_Action item_
Gather from the listing below each line that includes the word "light", and copy it.

_Source information_

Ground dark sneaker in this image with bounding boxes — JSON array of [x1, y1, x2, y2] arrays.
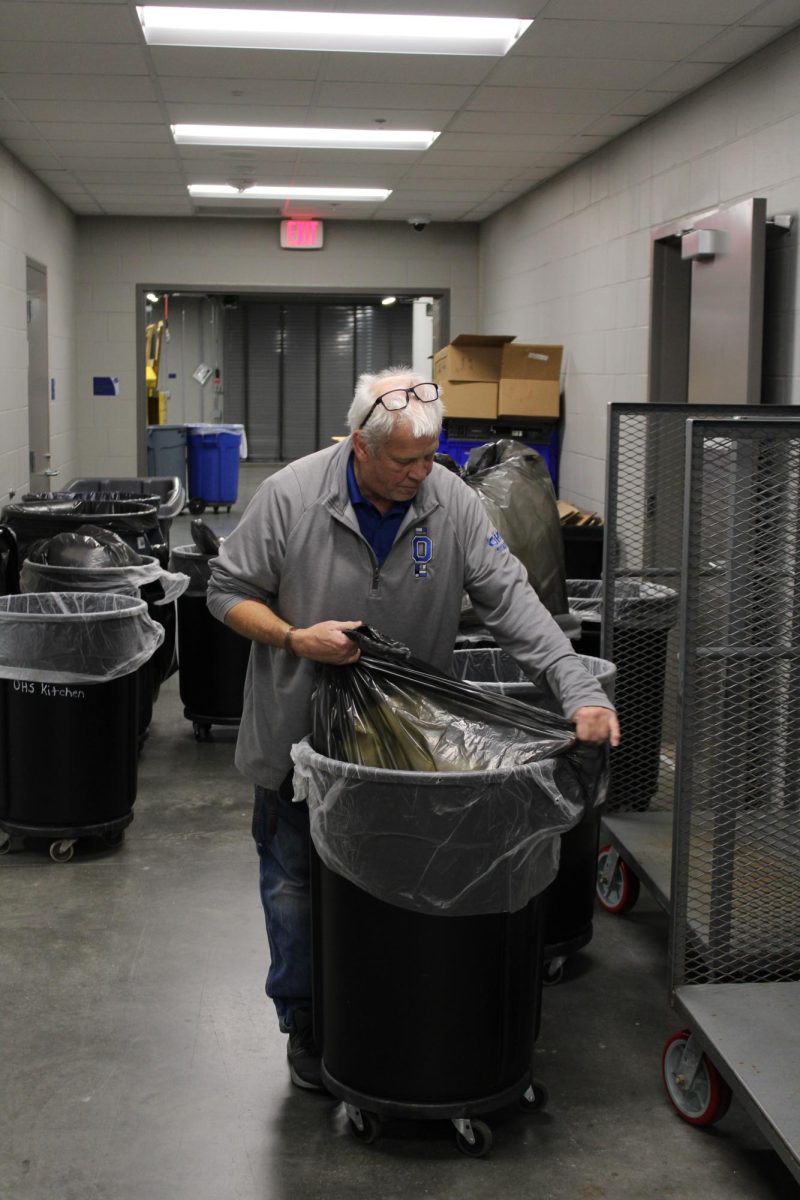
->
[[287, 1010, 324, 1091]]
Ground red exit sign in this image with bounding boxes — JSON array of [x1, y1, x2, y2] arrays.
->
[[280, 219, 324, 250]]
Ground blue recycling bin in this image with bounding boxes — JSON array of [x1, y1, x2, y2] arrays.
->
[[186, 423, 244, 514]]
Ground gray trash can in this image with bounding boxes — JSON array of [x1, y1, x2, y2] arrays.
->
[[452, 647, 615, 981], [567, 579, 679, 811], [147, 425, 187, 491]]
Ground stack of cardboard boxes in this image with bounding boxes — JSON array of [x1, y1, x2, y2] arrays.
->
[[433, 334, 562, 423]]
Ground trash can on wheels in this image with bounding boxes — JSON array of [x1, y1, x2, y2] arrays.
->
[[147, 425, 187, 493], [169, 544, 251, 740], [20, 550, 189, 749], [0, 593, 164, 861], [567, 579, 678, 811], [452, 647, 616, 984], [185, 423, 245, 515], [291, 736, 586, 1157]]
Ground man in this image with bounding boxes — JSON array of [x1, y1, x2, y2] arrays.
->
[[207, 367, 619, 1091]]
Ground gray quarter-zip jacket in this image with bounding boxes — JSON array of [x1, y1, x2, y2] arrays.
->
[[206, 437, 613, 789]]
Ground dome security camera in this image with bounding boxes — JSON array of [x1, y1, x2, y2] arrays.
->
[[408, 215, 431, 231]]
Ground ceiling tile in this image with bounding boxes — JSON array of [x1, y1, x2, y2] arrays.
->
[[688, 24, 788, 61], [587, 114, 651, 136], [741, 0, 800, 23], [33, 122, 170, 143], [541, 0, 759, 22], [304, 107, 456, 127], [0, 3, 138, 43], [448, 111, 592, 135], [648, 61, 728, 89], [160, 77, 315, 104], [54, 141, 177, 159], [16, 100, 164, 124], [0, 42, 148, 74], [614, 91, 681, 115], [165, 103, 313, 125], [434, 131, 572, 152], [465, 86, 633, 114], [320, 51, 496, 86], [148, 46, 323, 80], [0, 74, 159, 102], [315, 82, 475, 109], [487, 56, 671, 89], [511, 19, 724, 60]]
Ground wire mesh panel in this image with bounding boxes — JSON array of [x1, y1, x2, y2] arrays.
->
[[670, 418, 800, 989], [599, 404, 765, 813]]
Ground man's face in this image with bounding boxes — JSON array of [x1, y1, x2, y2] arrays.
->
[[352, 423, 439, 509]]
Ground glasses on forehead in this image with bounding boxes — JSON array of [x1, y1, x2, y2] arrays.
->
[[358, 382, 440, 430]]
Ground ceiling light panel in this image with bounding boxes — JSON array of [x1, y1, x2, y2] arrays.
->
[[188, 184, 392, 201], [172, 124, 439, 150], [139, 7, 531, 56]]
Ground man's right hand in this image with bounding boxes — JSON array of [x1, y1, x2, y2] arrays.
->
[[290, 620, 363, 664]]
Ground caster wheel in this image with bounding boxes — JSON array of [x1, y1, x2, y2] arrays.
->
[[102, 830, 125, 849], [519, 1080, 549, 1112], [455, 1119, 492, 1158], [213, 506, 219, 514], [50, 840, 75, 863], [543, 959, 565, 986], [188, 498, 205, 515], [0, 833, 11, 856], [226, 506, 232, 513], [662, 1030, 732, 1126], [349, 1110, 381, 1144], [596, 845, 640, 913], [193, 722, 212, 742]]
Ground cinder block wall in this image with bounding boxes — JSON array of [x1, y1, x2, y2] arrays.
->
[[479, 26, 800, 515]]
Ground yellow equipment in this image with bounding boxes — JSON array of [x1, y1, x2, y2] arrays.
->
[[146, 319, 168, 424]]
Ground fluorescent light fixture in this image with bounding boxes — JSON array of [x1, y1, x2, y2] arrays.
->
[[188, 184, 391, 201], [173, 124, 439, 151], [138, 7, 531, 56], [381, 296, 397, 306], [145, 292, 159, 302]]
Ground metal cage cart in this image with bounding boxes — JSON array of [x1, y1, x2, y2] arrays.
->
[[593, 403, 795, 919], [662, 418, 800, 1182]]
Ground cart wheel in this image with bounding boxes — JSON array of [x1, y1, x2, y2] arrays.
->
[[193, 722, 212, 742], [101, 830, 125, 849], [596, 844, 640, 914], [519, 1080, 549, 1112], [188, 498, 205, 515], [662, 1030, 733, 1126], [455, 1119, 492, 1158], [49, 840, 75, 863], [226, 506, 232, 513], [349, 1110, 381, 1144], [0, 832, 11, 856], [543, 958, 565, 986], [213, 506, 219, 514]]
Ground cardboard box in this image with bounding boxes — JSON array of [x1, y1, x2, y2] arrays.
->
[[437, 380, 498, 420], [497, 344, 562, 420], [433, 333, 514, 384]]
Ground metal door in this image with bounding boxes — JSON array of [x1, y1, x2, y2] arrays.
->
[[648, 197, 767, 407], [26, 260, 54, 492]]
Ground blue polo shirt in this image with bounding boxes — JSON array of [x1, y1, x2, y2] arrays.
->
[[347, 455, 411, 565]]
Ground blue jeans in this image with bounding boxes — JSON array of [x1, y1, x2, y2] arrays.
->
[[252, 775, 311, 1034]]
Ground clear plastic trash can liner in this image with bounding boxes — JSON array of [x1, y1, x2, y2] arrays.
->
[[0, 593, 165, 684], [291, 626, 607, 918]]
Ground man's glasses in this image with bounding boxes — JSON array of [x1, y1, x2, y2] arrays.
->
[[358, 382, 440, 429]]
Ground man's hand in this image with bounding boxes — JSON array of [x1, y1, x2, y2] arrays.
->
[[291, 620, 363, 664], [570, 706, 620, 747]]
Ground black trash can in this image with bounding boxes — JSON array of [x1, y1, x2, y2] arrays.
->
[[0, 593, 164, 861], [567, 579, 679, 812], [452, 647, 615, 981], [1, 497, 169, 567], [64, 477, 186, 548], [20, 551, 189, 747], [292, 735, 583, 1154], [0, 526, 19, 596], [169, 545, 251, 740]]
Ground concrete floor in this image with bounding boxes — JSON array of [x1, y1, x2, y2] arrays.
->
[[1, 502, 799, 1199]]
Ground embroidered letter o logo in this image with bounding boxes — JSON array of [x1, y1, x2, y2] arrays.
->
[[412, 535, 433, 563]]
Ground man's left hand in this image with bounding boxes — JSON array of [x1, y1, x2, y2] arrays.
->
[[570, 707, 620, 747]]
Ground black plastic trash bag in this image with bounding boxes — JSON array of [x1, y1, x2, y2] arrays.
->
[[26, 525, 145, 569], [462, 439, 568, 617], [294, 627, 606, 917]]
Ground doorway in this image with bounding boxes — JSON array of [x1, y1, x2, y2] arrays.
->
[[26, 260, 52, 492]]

* * *

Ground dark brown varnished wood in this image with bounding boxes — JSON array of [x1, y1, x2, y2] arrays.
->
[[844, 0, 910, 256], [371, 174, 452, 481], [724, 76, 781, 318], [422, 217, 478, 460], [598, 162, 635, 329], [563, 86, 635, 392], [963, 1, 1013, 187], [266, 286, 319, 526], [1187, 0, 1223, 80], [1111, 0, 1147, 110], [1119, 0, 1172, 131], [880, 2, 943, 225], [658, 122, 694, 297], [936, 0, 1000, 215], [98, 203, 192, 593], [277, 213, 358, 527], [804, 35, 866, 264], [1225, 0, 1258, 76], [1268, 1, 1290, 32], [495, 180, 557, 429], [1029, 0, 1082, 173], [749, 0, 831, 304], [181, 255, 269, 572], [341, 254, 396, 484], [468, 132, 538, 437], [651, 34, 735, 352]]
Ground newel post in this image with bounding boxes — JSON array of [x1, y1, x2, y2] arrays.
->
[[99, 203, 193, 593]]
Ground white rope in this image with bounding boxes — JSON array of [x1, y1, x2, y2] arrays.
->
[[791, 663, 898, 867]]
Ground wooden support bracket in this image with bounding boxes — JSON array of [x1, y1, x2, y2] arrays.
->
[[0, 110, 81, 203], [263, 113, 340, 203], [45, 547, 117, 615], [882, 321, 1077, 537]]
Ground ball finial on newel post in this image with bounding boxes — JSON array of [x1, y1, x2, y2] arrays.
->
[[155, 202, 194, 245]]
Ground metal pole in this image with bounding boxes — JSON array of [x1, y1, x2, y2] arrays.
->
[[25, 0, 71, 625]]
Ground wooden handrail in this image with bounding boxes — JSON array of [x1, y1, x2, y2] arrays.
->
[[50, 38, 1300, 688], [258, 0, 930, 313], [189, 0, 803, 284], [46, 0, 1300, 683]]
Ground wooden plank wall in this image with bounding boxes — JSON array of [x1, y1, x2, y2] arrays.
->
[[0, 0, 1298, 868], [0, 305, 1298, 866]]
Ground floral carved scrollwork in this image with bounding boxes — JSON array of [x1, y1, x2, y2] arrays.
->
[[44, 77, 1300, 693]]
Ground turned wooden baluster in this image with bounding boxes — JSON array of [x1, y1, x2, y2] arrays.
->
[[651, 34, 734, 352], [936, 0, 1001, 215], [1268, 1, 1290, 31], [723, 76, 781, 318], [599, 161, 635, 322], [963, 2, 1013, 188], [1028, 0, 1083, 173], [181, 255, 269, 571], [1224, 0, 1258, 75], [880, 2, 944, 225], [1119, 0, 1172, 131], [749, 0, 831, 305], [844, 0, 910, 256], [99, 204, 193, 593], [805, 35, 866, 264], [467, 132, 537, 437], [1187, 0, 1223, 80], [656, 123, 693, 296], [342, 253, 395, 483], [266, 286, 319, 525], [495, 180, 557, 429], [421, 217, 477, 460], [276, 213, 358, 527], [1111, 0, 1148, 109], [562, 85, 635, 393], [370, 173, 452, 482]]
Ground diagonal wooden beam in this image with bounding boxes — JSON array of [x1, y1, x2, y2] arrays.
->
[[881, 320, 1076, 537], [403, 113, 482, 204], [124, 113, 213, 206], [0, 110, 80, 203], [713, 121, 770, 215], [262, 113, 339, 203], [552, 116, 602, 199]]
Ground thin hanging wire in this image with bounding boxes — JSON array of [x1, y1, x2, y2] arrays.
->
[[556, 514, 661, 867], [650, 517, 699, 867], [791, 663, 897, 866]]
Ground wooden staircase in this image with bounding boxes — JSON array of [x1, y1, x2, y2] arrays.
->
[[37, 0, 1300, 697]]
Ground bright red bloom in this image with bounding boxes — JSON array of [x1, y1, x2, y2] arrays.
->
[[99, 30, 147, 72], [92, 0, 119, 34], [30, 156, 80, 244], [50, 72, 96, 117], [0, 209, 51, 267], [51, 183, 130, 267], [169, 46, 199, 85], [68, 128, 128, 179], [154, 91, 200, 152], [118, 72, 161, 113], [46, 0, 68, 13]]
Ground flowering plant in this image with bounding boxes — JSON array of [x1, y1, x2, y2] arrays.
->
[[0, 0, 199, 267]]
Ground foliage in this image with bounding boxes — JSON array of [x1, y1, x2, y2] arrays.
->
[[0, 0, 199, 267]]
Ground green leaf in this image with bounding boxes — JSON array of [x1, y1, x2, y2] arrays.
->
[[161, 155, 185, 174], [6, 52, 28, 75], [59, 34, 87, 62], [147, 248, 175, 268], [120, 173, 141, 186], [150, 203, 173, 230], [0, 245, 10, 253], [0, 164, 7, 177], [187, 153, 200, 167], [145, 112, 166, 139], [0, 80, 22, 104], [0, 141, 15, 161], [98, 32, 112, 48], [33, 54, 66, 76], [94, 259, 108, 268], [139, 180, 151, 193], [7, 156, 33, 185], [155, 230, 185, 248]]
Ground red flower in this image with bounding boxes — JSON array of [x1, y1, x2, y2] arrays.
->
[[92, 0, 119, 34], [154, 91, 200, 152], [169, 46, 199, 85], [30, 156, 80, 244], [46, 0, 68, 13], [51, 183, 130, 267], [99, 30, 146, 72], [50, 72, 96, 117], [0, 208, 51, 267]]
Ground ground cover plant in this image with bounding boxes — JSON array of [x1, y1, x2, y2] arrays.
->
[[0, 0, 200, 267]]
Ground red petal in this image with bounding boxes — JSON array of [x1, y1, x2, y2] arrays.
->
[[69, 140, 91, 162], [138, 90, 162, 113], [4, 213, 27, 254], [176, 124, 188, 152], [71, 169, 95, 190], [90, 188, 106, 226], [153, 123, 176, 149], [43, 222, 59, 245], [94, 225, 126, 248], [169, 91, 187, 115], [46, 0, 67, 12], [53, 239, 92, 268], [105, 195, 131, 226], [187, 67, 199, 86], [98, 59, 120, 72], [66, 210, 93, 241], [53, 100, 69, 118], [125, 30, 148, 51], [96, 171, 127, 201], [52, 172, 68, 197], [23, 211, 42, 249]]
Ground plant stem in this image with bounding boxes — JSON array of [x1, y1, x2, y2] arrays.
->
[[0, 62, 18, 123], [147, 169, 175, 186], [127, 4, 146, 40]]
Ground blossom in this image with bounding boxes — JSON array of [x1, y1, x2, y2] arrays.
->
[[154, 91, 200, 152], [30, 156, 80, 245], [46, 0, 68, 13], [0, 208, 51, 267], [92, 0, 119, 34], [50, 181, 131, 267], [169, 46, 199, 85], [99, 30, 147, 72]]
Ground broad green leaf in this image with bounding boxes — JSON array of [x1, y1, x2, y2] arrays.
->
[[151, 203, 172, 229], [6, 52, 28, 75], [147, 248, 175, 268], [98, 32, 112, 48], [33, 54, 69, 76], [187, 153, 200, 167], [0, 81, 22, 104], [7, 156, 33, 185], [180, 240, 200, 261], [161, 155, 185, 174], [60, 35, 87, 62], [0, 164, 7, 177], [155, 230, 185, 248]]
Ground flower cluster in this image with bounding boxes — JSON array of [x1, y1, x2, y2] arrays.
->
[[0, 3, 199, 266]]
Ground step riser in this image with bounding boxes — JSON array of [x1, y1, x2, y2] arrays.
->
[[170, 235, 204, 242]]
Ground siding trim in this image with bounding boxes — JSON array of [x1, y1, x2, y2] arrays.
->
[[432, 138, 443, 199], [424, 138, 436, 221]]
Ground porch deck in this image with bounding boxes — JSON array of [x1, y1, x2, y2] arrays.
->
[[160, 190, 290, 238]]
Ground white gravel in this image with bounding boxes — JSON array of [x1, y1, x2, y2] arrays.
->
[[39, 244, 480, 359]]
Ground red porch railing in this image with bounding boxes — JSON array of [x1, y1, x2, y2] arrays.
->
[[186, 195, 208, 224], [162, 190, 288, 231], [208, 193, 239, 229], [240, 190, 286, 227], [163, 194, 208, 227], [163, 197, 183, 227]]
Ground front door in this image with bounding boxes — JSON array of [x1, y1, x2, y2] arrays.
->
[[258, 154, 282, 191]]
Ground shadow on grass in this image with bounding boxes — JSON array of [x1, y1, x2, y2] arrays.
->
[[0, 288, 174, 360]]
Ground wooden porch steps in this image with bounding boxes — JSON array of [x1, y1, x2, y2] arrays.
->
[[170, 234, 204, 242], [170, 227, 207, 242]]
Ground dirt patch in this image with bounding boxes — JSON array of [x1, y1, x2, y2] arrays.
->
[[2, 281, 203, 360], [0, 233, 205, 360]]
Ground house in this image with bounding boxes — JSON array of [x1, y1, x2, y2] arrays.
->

--

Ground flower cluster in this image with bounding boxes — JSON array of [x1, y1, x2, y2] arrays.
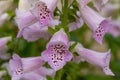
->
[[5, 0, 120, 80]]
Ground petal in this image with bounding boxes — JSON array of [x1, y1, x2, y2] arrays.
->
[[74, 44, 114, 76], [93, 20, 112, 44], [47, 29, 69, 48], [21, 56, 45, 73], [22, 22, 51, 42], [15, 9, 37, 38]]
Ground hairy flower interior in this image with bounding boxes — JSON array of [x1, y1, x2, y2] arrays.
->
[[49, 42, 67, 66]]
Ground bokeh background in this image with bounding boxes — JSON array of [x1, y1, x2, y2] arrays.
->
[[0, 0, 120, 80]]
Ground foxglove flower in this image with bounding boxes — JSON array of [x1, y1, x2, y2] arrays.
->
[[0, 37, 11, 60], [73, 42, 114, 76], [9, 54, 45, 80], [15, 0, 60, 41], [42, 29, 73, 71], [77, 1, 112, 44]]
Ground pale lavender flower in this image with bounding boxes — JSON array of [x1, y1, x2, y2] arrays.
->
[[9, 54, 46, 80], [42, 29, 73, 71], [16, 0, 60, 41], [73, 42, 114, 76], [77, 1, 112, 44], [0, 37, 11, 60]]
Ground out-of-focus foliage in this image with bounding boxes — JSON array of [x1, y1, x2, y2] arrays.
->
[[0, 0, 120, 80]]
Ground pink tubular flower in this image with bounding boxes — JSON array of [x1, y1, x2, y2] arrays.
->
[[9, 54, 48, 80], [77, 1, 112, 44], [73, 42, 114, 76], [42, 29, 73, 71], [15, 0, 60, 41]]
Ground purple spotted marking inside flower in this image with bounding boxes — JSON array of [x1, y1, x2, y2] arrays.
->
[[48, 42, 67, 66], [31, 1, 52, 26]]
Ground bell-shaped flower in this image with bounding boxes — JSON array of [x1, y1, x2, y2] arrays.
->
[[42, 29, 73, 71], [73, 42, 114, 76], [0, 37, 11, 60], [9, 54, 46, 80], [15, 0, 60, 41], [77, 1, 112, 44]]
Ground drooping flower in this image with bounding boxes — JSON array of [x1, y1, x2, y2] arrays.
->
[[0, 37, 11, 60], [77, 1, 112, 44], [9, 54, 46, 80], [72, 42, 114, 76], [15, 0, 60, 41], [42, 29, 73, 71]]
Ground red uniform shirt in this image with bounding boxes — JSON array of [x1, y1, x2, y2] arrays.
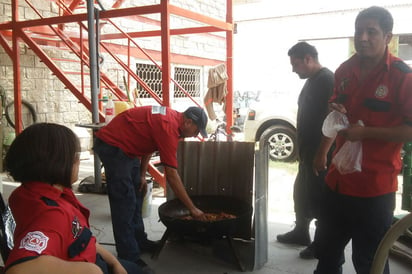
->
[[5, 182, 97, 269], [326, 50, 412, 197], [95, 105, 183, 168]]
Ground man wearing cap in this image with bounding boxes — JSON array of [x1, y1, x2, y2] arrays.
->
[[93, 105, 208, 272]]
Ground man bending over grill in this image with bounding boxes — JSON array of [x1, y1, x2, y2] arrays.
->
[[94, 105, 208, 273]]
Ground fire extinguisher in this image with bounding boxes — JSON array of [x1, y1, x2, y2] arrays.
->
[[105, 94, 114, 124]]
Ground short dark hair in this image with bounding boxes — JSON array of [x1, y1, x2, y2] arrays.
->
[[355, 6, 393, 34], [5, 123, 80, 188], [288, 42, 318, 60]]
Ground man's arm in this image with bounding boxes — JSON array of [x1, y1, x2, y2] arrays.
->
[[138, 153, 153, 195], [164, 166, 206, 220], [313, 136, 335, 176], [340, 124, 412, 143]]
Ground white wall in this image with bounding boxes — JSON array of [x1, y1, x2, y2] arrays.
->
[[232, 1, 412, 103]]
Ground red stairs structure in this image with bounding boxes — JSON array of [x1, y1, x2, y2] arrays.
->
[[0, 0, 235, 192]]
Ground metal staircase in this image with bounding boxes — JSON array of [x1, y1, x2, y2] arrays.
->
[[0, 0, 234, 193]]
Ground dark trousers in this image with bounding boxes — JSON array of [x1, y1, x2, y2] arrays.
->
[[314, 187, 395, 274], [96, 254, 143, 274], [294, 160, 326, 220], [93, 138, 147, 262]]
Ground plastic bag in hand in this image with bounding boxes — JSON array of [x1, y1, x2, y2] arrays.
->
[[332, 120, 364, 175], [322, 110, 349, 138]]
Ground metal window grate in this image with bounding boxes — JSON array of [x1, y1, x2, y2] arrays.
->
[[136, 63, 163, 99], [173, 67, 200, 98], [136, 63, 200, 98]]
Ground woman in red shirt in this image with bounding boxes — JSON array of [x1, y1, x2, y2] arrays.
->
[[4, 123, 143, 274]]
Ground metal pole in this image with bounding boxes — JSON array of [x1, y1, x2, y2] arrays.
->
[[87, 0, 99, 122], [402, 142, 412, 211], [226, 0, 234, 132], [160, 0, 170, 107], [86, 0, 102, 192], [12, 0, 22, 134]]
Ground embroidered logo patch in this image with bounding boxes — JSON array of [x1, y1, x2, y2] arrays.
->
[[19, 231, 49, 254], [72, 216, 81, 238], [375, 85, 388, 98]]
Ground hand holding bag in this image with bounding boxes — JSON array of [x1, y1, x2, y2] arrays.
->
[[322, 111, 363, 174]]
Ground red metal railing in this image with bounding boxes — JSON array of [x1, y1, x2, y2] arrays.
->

_The completed task_
Ground ceiling light panel in this image with bounding boxes — JSON array of [x1, y1, x2, y2] arrays.
Ground fluorescent light fixture in this image with bounding boxes — JSON array of [x1, y1, x2, y2] arrays.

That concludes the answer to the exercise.